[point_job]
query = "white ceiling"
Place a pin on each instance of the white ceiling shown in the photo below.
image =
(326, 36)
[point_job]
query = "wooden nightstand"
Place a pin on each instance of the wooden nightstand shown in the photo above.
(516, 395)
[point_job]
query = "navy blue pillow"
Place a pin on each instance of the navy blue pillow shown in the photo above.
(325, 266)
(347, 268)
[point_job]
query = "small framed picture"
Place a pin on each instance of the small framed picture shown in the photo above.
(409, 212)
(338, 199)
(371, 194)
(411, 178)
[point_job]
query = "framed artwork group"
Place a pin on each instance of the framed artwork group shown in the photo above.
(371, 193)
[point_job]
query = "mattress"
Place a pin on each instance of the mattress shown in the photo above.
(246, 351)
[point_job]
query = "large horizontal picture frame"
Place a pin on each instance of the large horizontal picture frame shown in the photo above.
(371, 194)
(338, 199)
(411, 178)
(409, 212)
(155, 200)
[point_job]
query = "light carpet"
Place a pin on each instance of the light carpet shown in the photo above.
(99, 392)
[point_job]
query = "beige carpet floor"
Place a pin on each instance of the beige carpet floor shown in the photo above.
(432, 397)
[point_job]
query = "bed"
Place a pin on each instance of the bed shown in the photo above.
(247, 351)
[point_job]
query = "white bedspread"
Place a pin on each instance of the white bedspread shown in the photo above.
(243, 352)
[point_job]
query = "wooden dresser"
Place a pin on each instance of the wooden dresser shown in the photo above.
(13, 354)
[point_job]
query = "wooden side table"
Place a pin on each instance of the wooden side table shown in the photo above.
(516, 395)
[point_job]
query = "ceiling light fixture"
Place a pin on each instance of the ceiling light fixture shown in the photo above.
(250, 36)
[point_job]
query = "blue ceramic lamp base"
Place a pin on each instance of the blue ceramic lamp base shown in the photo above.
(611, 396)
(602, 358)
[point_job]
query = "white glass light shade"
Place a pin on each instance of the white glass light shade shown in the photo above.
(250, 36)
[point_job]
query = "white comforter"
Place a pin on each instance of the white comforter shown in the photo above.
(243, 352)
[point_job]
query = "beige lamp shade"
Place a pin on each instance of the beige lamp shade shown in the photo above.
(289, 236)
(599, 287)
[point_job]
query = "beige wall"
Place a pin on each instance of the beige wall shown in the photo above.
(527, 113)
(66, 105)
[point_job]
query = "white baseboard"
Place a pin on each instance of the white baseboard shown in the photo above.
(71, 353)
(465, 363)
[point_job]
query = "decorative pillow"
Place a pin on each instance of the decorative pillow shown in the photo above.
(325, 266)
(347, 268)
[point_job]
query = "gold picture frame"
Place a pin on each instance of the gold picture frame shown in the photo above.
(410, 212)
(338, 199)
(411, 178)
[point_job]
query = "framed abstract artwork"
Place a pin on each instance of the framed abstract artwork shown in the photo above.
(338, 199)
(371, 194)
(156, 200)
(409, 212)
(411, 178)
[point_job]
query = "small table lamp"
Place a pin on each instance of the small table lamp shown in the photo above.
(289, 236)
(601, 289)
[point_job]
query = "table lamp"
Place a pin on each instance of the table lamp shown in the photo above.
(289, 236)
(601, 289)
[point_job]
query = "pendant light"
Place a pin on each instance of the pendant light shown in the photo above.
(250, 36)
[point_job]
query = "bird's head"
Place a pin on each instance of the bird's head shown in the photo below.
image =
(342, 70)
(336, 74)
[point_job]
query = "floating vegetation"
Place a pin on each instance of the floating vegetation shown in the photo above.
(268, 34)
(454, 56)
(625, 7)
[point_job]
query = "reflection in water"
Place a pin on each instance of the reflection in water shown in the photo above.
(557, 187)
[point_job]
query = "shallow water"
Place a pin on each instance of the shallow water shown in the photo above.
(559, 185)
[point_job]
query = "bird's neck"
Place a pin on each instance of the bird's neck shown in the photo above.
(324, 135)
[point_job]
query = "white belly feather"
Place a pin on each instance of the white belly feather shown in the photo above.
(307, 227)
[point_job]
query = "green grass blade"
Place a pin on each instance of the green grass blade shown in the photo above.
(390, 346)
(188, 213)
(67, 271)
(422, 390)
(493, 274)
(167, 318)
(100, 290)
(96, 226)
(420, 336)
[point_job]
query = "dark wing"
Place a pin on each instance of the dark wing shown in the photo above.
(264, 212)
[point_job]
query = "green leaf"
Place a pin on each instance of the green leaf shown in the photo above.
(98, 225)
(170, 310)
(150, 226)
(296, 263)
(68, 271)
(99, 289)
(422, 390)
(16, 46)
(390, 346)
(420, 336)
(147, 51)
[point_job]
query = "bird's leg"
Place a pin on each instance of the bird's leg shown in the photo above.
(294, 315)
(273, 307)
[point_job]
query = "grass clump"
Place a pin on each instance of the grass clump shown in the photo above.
═══
* [STATED PROBLEM]:
Output the records exactly, including every line.

* [THE ANSWER]:
[point_job]
query = "white ceiling"
Place a pin on each instance of the white ceiling shown in the photo below.
image =
(326, 36)
[point_job]
query = "wooden nightstand"
Place a pin on each instance of the wooden nightstand shown in the photo above.
(516, 395)
[point_job]
query = "navy blue pillow"
Place a pin on each instance of the navy blue pillow shown in the photo above.
(325, 266)
(347, 268)
[point_job]
query = "small framed picture"
Place a pin on each instance of the small framed picture shown in the photo above.
(409, 212)
(338, 199)
(371, 194)
(411, 178)
[point_job]
query = "framed artwork group"
Place a pin on each instance of the framed artwork group shown in the photo above.
(371, 193)
[point_job]
query = "mattress"
Place a pin on each instance of the mattress shown in the photo above.
(246, 351)
[point_job]
query = "large horizontal picture frame"
Place a pin on each instance of the large horizontal picture frame shown in the photo above.
(371, 194)
(338, 199)
(411, 178)
(409, 212)
(155, 200)
[point_job]
query = "light carpet"
Place a pin on each instance of the light carpet shown in the photo above.
(99, 392)
[point_job]
query = "beige carpet floor"
Place a pin on each instance of the beige carpet floor shown in the photo above.
(432, 397)
[point_job]
query = "bed"
Place a pin on each instance of the bed shown in the photo above.
(247, 351)
[point_job]
query = "white bedspread"
Place a pin on each instance of the white bedspread shown in the photo above.
(243, 352)
[point_job]
query = "wooden dresser"
Place a pin on each instance of the wooden dresser shown in the photo above.
(13, 354)
[point_job]
query = "wooden side table"
Place a pin on each instance of the wooden side table shown in the photo above.
(516, 395)
[point_job]
query = "ceiling light fixture"
Place a pin on each instance of the ceiling light fixture shown in the photo above.
(250, 36)
[point_job]
query = "blue ceramic lamp base"
Place a pin on each instance of the blue ceramic lamp base shown in the photo above.
(611, 396)
(602, 358)
[point_job]
query = "white glass light shade"
Place a pin on each instance of the white glass light shade shown in the photo above.
(250, 36)
[point_job]
query = "white comforter"
Place a pin on each instance of the white comforter shown in the photo above.
(243, 352)
[point_job]
query = "beige lamp shade"
Place a pin on each instance of the beige lamp shade shown in the photo above.
(289, 236)
(599, 287)
[point_job]
query = "beige wall"
Place a pin on each instance of the beige wall shown in the photo above.
(527, 113)
(66, 105)
[point_job]
query = "white baseboard"
Place a pin on each instance of the white baseboard shown in the photo above.
(71, 353)
(465, 363)
[point_job]
query = "decorative pillow"
Place a pin on each instance of the decorative pillow shown in the photo above.
(325, 266)
(347, 268)
[point_job]
query = "gold picture frame"
Place a pin on each instance of the gold picture frame shown in the photo above.
(410, 212)
(338, 199)
(411, 178)
[point_job]
query = "framed abstract artwork"
Place a pin on each instance of the framed abstract artwork shown in the photo above.
(338, 199)
(371, 194)
(156, 200)
(409, 212)
(411, 178)
[point_job]
query = "small table lamp"
Place a pin on each instance of the small table lamp shown in the photo above.
(289, 236)
(601, 289)
[point_job]
query = "table lamp"
Place a pin on each instance of the table lamp shown in the photo above.
(289, 236)
(601, 289)
[point_job]
query = "pendant light"
Place a pin on each instance of the pendant light shown in the photo above.
(250, 36)
[point_job]
query = "bird's head"
Place a pin on each instance of the bird's head shown in the photo below.
image =
(342, 70)
(336, 74)
[point_job]
query = "floating vegetation"
Place a pin on each instance of the floating vegetation shown in the photo above.
(268, 34)
(454, 56)
(625, 7)
[point_job]
query = "reflection in water"
Place a pin on each instance of the reflection in water shown in the photo above.
(557, 187)
[point_job]
query = "shallow water"
Place a pin on each instance of the shallow water shown in the photo above.
(559, 185)
[point_job]
query = "bird's neck"
Place a pin on each instance of the bird's neck shown in the photo above.
(324, 135)
[point_job]
query = "white belly feather"
Place a pin on each instance of the white belly feather shown in the photo above.
(307, 227)
[point_job]
query = "green grass blade"
Place a pin on each instance of the green grass blade shown in the photo above.
(390, 346)
(188, 213)
(67, 271)
(422, 390)
(493, 274)
(167, 318)
(100, 290)
(96, 226)
(420, 336)
[point_job]
query = "dark wing"
Place a pin on each instance of the dark wing shown in the photo above.
(264, 212)
[point_job]
query = "green leaf"
Place a pin on each instance of the green leaf shown in the photo above.
(98, 225)
(170, 310)
(150, 226)
(296, 263)
(68, 271)
(99, 289)
(422, 390)
(16, 46)
(390, 346)
(420, 336)
(147, 51)
[point_job]
query = "bird's leg"
Place a pin on each instance of the bird's leg shown in the photo above.
(294, 315)
(273, 307)
[point_job]
query = "grass clump"
Place a pin on each instance of the grass clump shown in the photo above.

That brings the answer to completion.